▶ _Brief_
Strip out the pictures and transcribe the records that follow exactly.

▶ _Annotated photo localization data_
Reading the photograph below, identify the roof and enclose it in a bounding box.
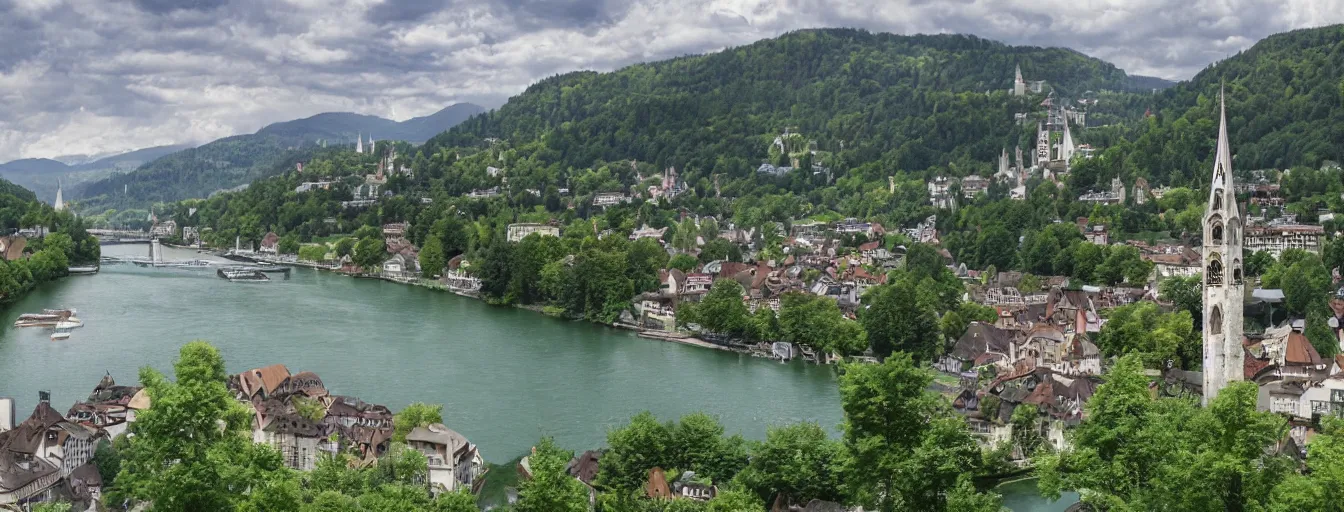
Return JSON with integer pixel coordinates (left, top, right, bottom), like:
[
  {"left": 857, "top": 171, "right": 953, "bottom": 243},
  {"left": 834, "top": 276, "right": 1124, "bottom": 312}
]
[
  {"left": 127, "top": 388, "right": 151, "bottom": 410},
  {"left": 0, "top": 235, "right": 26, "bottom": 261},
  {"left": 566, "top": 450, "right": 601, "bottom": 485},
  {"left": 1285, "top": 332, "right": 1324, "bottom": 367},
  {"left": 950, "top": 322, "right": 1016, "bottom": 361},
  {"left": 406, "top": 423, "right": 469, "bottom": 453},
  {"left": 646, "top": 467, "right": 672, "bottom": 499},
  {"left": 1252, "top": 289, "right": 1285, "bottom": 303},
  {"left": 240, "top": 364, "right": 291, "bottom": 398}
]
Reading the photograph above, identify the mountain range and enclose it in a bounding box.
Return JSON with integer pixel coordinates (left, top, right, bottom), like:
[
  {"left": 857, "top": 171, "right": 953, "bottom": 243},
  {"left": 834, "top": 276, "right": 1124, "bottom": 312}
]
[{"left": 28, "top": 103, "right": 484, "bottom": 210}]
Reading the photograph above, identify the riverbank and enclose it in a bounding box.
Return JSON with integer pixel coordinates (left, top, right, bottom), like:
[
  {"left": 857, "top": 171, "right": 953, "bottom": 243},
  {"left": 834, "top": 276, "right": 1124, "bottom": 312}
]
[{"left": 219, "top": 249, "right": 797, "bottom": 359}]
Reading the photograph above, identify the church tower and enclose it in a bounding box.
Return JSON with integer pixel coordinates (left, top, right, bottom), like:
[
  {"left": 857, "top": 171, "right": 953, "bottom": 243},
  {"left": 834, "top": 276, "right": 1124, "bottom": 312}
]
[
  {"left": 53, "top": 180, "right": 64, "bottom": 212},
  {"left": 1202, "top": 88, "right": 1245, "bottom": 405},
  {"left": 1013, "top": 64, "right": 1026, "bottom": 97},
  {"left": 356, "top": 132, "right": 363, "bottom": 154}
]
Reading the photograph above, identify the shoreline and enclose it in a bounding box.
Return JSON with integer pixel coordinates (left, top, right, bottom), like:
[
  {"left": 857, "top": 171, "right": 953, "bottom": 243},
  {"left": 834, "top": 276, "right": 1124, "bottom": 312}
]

▶ _Answer section_
Reading the photograph below, identify the roof and enclose it in a bounding box.
Return JSON with integer pixel coordinates (left, top, right, bottom), like:
[
  {"left": 857, "top": 171, "right": 953, "bottom": 243},
  {"left": 834, "top": 276, "right": 1124, "bottom": 312}
]
[
  {"left": 127, "top": 388, "right": 151, "bottom": 410},
  {"left": 0, "top": 235, "right": 26, "bottom": 261},
  {"left": 566, "top": 450, "right": 601, "bottom": 485},
  {"left": 1285, "top": 332, "right": 1324, "bottom": 367},
  {"left": 950, "top": 322, "right": 1016, "bottom": 361},
  {"left": 406, "top": 423, "right": 469, "bottom": 453},
  {"left": 646, "top": 467, "right": 672, "bottom": 499},
  {"left": 1252, "top": 289, "right": 1285, "bottom": 303},
  {"left": 240, "top": 364, "right": 291, "bottom": 398}
]
Reading the photograph above, identify the mountain range and enclose it in a bounding box.
Return JSON with integer pixel coordinates (left, top, right, bottom), like:
[
  {"left": 857, "top": 171, "right": 953, "bottom": 243},
  {"left": 834, "top": 276, "right": 1124, "bottom": 312}
]
[{"left": 28, "top": 103, "right": 484, "bottom": 210}]
Reading the photograph above, identify the riverbank and enclose it in a bounding box.
Return JSON with integer pixel coordinates (left, top, right, bottom), like:
[
  {"left": 857, "top": 171, "right": 953, "bottom": 243},
  {"left": 834, "top": 276, "right": 1124, "bottom": 312}
]
[{"left": 219, "top": 249, "right": 797, "bottom": 359}]
Reading the photograph above, identify the church tower and enclose it in a bounding box.
Return JSON with integer pixel coordinates (left, top, right, bottom), like:
[
  {"left": 857, "top": 171, "right": 953, "bottom": 243},
  {"left": 834, "top": 276, "right": 1124, "bottom": 312}
]
[
  {"left": 53, "top": 180, "right": 64, "bottom": 212},
  {"left": 1202, "top": 88, "right": 1245, "bottom": 405},
  {"left": 1013, "top": 64, "right": 1026, "bottom": 97},
  {"left": 356, "top": 132, "right": 363, "bottom": 154}
]
Reading the photograph above, identify the shoreline and enclose it in a bounding box.
Return JSON with integer pixel coordinates (left, top, right, bottom), like:
[
  {"left": 857, "top": 171, "right": 953, "bottom": 243},
  {"left": 834, "top": 276, "right": 1124, "bottom": 312}
]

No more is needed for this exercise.